Object location annotation data
-- Begin --
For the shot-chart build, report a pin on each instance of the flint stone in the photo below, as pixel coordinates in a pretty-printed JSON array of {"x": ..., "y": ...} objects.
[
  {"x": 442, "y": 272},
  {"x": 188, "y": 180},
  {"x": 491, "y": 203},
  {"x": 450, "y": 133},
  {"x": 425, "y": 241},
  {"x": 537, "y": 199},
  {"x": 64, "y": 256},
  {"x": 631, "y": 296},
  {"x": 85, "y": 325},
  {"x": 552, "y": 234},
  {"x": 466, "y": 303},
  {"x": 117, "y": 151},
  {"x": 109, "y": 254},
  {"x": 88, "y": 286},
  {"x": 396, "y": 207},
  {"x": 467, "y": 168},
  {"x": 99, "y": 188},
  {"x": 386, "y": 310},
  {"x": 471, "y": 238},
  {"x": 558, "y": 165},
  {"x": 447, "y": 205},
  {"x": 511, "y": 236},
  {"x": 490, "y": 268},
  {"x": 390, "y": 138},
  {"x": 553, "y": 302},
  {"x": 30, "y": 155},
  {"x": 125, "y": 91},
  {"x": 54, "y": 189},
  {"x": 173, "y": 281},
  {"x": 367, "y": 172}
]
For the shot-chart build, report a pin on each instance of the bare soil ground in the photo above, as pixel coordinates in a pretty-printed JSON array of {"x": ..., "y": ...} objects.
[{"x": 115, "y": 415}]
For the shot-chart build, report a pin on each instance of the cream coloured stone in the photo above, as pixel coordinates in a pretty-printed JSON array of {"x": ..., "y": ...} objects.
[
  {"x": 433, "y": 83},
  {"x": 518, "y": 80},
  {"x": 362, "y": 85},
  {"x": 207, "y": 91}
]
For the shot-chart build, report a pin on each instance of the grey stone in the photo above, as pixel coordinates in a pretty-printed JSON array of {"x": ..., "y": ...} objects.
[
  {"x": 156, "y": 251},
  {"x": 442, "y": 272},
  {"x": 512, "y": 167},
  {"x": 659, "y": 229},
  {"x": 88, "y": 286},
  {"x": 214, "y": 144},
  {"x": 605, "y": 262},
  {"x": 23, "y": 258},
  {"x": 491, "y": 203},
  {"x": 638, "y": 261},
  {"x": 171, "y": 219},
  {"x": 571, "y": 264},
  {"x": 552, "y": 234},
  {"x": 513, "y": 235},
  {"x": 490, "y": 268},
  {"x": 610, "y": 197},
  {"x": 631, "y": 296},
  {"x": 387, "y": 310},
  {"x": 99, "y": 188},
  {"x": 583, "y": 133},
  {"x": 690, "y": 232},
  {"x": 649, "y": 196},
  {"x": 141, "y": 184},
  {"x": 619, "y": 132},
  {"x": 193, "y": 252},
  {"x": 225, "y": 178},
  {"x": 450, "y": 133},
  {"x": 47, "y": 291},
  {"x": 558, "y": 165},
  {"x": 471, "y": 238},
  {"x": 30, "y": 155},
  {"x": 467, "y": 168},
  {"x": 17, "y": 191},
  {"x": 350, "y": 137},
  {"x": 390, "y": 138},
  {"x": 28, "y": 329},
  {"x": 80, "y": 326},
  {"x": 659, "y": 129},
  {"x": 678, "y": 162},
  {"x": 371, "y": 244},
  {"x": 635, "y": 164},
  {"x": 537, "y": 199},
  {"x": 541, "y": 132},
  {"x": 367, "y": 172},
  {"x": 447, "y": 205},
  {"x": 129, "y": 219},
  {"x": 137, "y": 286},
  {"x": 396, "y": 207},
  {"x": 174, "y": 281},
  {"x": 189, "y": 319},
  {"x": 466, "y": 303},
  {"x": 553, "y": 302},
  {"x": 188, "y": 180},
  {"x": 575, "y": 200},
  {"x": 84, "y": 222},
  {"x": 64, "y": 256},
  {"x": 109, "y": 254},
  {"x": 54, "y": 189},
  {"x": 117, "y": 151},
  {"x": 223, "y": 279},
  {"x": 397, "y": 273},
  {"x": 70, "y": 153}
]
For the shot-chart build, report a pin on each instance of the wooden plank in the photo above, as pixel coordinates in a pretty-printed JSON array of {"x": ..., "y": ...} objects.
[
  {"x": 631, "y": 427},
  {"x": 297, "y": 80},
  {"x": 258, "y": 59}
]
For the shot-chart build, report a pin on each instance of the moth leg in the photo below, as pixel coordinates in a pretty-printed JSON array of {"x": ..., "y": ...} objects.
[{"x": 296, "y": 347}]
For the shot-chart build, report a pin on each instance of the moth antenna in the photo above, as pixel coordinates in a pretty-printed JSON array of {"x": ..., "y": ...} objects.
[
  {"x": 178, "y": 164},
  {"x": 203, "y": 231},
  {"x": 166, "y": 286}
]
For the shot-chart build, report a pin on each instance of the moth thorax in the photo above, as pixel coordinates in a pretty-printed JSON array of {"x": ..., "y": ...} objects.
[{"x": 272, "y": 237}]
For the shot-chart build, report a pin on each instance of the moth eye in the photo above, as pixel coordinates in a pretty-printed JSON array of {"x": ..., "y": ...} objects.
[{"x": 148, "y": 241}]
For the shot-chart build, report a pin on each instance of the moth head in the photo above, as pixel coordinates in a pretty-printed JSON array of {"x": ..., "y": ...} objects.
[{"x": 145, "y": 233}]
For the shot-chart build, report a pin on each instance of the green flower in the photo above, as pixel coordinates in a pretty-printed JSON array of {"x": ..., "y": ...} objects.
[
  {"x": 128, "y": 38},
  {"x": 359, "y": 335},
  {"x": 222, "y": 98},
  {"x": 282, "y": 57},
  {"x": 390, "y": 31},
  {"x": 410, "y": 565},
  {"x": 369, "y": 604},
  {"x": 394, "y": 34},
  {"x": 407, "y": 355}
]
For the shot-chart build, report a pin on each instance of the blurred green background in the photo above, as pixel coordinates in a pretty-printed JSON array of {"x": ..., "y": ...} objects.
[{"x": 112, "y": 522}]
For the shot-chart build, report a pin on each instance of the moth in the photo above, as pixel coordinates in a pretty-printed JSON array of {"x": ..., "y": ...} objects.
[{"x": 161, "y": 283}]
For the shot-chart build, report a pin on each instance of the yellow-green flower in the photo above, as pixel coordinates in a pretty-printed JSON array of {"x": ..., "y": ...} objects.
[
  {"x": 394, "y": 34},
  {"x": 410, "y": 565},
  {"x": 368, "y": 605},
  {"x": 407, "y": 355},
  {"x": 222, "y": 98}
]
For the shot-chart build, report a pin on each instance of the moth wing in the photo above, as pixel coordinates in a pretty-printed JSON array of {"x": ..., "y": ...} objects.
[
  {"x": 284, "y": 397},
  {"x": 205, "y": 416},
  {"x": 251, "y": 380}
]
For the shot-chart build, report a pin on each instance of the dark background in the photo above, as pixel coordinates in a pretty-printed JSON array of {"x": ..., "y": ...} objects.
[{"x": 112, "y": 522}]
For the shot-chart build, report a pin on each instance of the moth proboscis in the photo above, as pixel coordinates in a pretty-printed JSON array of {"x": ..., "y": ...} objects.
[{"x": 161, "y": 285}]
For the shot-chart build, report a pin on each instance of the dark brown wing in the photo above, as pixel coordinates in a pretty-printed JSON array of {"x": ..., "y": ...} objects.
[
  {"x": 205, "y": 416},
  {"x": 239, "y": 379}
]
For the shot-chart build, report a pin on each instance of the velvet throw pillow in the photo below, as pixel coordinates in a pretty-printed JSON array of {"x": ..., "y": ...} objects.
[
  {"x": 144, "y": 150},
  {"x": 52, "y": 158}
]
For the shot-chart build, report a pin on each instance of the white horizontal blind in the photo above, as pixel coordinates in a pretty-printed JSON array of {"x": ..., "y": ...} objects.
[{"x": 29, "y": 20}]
-- End --
• **To be done**:
Can you return the data above line for line, without changing a single character?

• **Result of this task**:
For the shot-chart build, report a pin on each instance of the flint stone in the photo below, as pixel coordinates in a pretty-printed JSON array of {"x": ..., "y": ...} objects.
[
  {"x": 442, "y": 272},
  {"x": 188, "y": 180},
  {"x": 491, "y": 203},
  {"x": 450, "y": 133},
  {"x": 425, "y": 241},
  {"x": 537, "y": 199},
  {"x": 64, "y": 256},
  {"x": 631, "y": 296},
  {"x": 85, "y": 325},
  {"x": 552, "y": 234},
  {"x": 466, "y": 303},
  {"x": 117, "y": 151},
  {"x": 109, "y": 254},
  {"x": 88, "y": 286},
  {"x": 396, "y": 207},
  {"x": 467, "y": 168},
  {"x": 99, "y": 188},
  {"x": 386, "y": 310},
  {"x": 471, "y": 238},
  {"x": 558, "y": 165},
  {"x": 447, "y": 205},
  {"x": 511, "y": 236},
  {"x": 490, "y": 268},
  {"x": 390, "y": 138},
  {"x": 553, "y": 302},
  {"x": 30, "y": 155},
  {"x": 125, "y": 91},
  {"x": 54, "y": 189},
  {"x": 173, "y": 281},
  {"x": 367, "y": 172}
]
For the shot-chart build, report a pin on each instance of the bare soil ground in the photo above, as pixel coordinates in a pretty-printed JSON array of {"x": ..., "y": ...} objects.
[{"x": 115, "y": 415}]
For the shot-chart build, report a pin on each instance of the cream coloured stone in the photo above, as pixel coordinates in a pretty-printed JSON array of {"x": ..., "y": ...} objects.
[
  {"x": 433, "y": 83},
  {"x": 518, "y": 80},
  {"x": 362, "y": 85},
  {"x": 207, "y": 91}
]
For the shot-chart build, report a pin on each instance of the grey stone in the photo above, as pixel coordinates in a pretty-printed JSON array of {"x": ..., "y": ...} objects.
[
  {"x": 156, "y": 251},
  {"x": 442, "y": 272},
  {"x": 512, "y": 167},
  {"x": 659, "y": 229},
  {"x": 88, "y": 286},
  {"x": 214, "y": 144},
  {"x": 605, "y": 262},
  {"x": 23, "y": 258},
  {"x": 491, "y": 203},
  {"x": 638, "y": 261},
  {"x": 171, "y": 219},
  {"x": 571, "y": 264},
  {"x": 552, "y": 234},
  {"x": 513, "y": 235},
  {"x": 490, "y": 268},
  {"x": 610, "y": 197},
  {"x": 631, "y": 296},
  {"x": 387, "y": 310},
  {"x": 99, "y": 188},
  {"x": 583, "y": 133},
  {"x": 690, "y": 232},
  {"x": 649, "y": 196},
  {"x": 141, "y": 184},
  {"x": 619, "y": 132},
  {"x": 193, "y": 252},
  {"x": 225, "y": 178},
  {"x": 450, "y": 133},
  {"x": 47, "y": 291},
  {"x": 558, "y": 165},
  {"x": 471, "y": 238},
  {"x": 30, "y": 155},
  {"x": 467, "y": 168},
  {"x": 17, "y": 191},
  {"x": 350, "y": 137},
  {"x": 390, "y": 138},
  {"x": 28, "y": 329},
  {"x": 80, "y": 326},
  {"x": 659, "y": 129},
  {"x": 678, "y": 162},
  {"x": 371, "y": 244},
  {"x": 635, "y": 164},
  {"x": 537, "y": 199},
  {"x": 541, "y": 132},
  {"x": 367, "y": 172},
  {"x": 447, "y": 205},
  {"x": 129, "y": 219},
  {"x": 137, "y": 286},
  {"x": 396, "y": 207},
  {"x": 174, "y": 281},
  {"x": 189, "y": 319},
  {"x": 466, "y": 303},
  {"x": 553, "y": 302},
  {"x": 188, "y": 180},
  {"x": 575, "y": 200},
  {"x": 84, "y": 222},
  {"x": 64, "y": 256},
  {"x": 109, "y": 254},
  {"x": 54, "y": 189},
  {"x": 117, "y": 151},
  {"x": 223, "y": 279},
  {"x": 397, "y": 273},
  {"x": 70, "y": 153}
]
For the shot-chart build, report a pin on each instance of the wooden plank in the photo above, as pixel coordinates in a pretty-printed JSON array of {"x": ..., "y": ...} objects.
[
  {"x": 631, "y": 427},
  {"x": 297, "y": 80},
  {"x": 258, "y": 59}
]
For the shot-chart build, report a pin on each instance of the moth leg in the photo below, as pixel coordinates in a pretty-printed JSON array of {"x": ..., "y": ...} objects.
[{"x": 296, "y": 347}]
For the shot-chart build, report a pin on each instance of the moth antenna in the photo above, as pixel coordinates in a pretty-printed JSON array of {"x": ..., "y": ...} objects.
[
  {"x": 178, "y": 164},
  {"x": 203, "y": 231},
  {"x": 166, "y": 286}
]
For the shot-chart build, report a pin on each instance of the moth thorax in the photo above, as pixel coordinates in a pretty-printed JSON array of {"x": ..., "y": ...} objects.
[{"x": 272, "y": 237}]
For the shot-chart build, report a pin on each instance of the moth eye in the photo above, as pixel coordinates in a pretty-printed JSON array of {"x": ..., "y": ...} objects.
[{"x": 148, "y": 241}]
For the shot-chart build, report a pin on each instance of the moth head in the photo above, as pixel coordinates in a pretty-printed JSON array of {"x": ..., "y": ...} objects.
[{"x": 145, "y": 233}]
For the shot-chart build, report a pin on each instance of the green flower in the photo above, as pixel coordinates in a pretty-printed JSON array of {"x": ..., "y": ...} objects.
[
  {"x": 128, "y": 38},
  {"x": 359, "y": 335},
  {"x": 222, "y": 98},
  {"x": 282, "y": 57},
  {"x": 390, "y": 31},
  {"x": 410, "y": 565},
  {"x": 369, "y": 604},
  {"x": 394, "y": 34},
  {"x": 407, "y": 355}
]
For the shot-chart build, report a pin on each instance of the blurred green background in the photo above, as pixel coordinates in a pretty-printed JSON array of {"x": ..., "y": ...} objects.
[{"x": 112, "y": 522}]
For the shot-chart build, report a pin on each instance of the moth in the photo above, as pixel coordinates in a pretty-printed JSON array of {"x": ..., "y": ...} objects.
[{"x": 161, "y": 283}]
For the shot-chart build, report a pin on each instance of the yellow-green flower in the photo above, as pixel coordinates in a pretty-printed JSON array of {"x": ..., "y": ...} objects.
[
  {"x": 394, "y": 34},
  {"x": 410, "y": 565},
  {"x": 368, "y": 605},
  {"x": 407, "y": 355},
  {"x": 222, "y": 98}
]
For the shot-chart build, report a pin on each instance of the moth wing in the photo above, as pixel coordinates in a pretty-printed JSON array of {"x": ..., "y": ...} objects.
[
  {"x": 284, "y": 397},
  {"x": 205, "y": 416},
  {"x": 251, "y": 380}
]
For the shot-chart build, report a pin on each instance of the dark background in the photo above, as pixel coordinates in a pretty-printed JSON array of {"x": ..., "y": ...} objects.
[{"x": 112, "y": 522}]
For the shot-chart build, report a pin on each instance of the moth proboscis in the photo above, as pixel coordinates in a pretty-printed JSON array of {"x": ..., "y": ...} objects.
[{"x": 161, "y": 285}]
For the shot-chart build, report a pin on each instance of the dark brown wing in the photo above, as pixel coordinates in a pretty-printed JSON array of {"x": ..., "y": ...} objects.
[
  {"x": 205, "y": 416},
  {"x": 239, "y": 379}
]
For the shot-chart build, report a pin on each instance of the velvet throw pillow in the photo below, as pixel coordinates in a pretty-printed JSON array of {"x": ..., "y": ...} objects.
[
  {"x": 144, "y": 150},
  {"x": 52, "y": 158}
]
For the shot-chart build, report a pin on each instance of the white horizontal blind in the photo above, as pixel coordinates in a pretty-printed JSON array of {"x": ..., "y": ...} objects.
[{"x": 29, "y": 20}]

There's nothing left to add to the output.